[START]

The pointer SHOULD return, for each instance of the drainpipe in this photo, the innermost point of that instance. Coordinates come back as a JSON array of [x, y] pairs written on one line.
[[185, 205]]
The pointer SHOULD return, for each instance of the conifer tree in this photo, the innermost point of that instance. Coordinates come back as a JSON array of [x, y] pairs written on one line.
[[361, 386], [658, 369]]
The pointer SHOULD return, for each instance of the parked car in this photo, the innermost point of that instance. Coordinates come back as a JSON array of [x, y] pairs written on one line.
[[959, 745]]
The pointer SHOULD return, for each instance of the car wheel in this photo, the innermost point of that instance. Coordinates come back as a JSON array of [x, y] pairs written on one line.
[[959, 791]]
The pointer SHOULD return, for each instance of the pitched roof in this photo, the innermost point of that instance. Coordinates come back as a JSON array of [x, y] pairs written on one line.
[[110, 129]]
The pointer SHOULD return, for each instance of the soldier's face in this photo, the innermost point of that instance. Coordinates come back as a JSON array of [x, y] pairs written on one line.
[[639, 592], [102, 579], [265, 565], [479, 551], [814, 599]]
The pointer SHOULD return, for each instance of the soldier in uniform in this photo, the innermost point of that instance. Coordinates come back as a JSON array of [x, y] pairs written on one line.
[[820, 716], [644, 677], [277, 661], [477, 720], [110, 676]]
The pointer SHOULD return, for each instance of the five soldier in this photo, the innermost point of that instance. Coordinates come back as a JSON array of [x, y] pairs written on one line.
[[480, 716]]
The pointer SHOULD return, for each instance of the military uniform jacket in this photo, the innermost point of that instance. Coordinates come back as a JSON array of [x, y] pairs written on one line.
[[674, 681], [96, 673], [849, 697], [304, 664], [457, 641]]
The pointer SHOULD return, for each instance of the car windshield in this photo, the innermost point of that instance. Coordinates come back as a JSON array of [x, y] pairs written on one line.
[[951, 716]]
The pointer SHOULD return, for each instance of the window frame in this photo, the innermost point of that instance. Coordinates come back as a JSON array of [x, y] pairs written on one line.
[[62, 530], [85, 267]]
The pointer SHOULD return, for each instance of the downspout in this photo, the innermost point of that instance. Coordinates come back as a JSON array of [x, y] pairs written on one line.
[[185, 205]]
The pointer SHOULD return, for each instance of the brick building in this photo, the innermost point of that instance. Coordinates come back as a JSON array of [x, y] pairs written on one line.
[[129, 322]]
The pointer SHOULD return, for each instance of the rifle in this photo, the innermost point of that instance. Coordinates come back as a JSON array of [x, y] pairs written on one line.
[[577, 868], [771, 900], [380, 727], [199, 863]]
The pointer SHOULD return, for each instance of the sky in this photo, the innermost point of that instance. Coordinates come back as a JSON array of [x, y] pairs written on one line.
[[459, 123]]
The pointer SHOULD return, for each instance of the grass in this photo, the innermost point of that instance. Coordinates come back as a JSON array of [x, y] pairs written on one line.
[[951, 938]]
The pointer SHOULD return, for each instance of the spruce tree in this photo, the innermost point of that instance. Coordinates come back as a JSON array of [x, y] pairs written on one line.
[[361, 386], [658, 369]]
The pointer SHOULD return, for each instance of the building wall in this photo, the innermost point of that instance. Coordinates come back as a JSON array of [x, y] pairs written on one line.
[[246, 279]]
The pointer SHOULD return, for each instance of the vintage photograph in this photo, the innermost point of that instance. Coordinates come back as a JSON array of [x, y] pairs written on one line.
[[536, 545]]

[END]

◆ Task to carry out
Can you rewrite every one of the records above with "innermost point" changed to "central point" and nothing else altered?

◆ Problem solution
The pointer SHOULD return, for each instance of the drainpipe in this photo, the central point of that instance. Coordinates come back as a JSON array of [x, y] pairs written on one line.
[[185, 205]]
The pointer SHOULD return, for each instance of the conifer tree in this photo, the central point of that instance. Coordinates come back as a JSON array of [x, y] pairs written on one line.
[[361, 386], [658, 369]]
The pointer SHOULD return, for each instance of the parked car in this photo, the central point of that instance. Coordinates come back as a JSON array of [x, y] pairs written on one line.
[[959, 745]]
The pointer SHOULD return, for each instance of the car wheel in this photo, the central point of that instance. Coordinates come back as a JSON array of [x, y] pairs written on one line.
[[959, 791]]
The pointer SHOULD return, for each instance of the pitched roof in this photo, the central point of that instance. Coordinates come back as a JSON array of [x, y] pairs written on one line.
[[110, 129]]
The pointer SHOULD return, for each instance of the soldier's face in this photo, the central point of that instance. Coordinates come back as a JSON array of [x, y] pairs written on one line.
[[639, 592], [102, 579], [265, 565], [479, 551], [814, 599]]
The pointer SHOULD return, for each instance of the soldier in uniform in this photo, the central point of that instance. Coordinates come back as a JSON array of [x, y] pairs written on one line.
[[820, 716], [644, 677], [277, 661], [477, 720], [110, 676]]
The pointer SHOULD return, for each instance of the five soldier in this photo, the central point of that instance. Coordinates come back as a JSON array of [x, y] pairs written on one line.
[[480, 716]]
The pointer SHOULD return, for each instance of the military uniform jacket in this photo, the central point of that instance. Coordinates come back as a JSON array of [x, y] pairs written on one line.
[[674, 681], [96, 673], [849, 697], [304, 664], [457, 641]]
The pointer SHOULD return, for each instance of the car windshield in this photo, the central point of that instance. Coordinates come back as a JSON array of [x, y] pairs written on one line.
[[951, 716]]
The pointer SHOULD return, for each instance of the window frame in this photo, the central point of that instance. Coordinates come back as a JSON array of [x, y] pairs written on one line.
[[62, 530], [85, 267]]
The pointer SHOULD return, for each instance of the downspout in this photo, the central point of that instance. Coordinates come back as a JSON array of [x, y] pairs written on one line.
[[185, 205]]
The pointer SHOULD return, for each instance of the brick building in this photo, the central point of that instance. Coordinates come back as a JSON array of [x, y] pairs written on one line.
[[129, 322]]
The pointer SHOULD return, for each instance of the rifle in this photo, the central point of that instance. Coordinates come back as a JSON array of [x, y] pairs written on one line.
[[577, 868], [771, 900], [380, 727], [199, 863]]
The pointer SHOULD return, for each instance of the sky in this photo, the central point of that instance. Coordinates come back as a JSON array of [x, y] pairs written on one line.
[[459, 123]]
The pointer SHOULD return, for each instance of the grass in this photo, the central point of that instance. Coordinates come back as a JSON array of [x, y] pairs written on one line.
[[951, 938]]
The pointer SHOULD return, for each instance of the spruce tree in this photo, the central point of that instance. Coordinates come back as a JSON array of [x, y] pairs written on one line.
[[361, 386], [658, 369]]
The pointer SHOULD return, for each instance of the building wall in this photo, the central point of that instance. Coordinates come back as a JSON array of [x, y] pairs written on one line.
[[246, 279]]
The pointer SHOULD return, for each instance of the vintage photograph in this photo, the central point of that instance. Coordinates come back as a JSON array of [x, y] pairs written on one line.
[[536, 545]]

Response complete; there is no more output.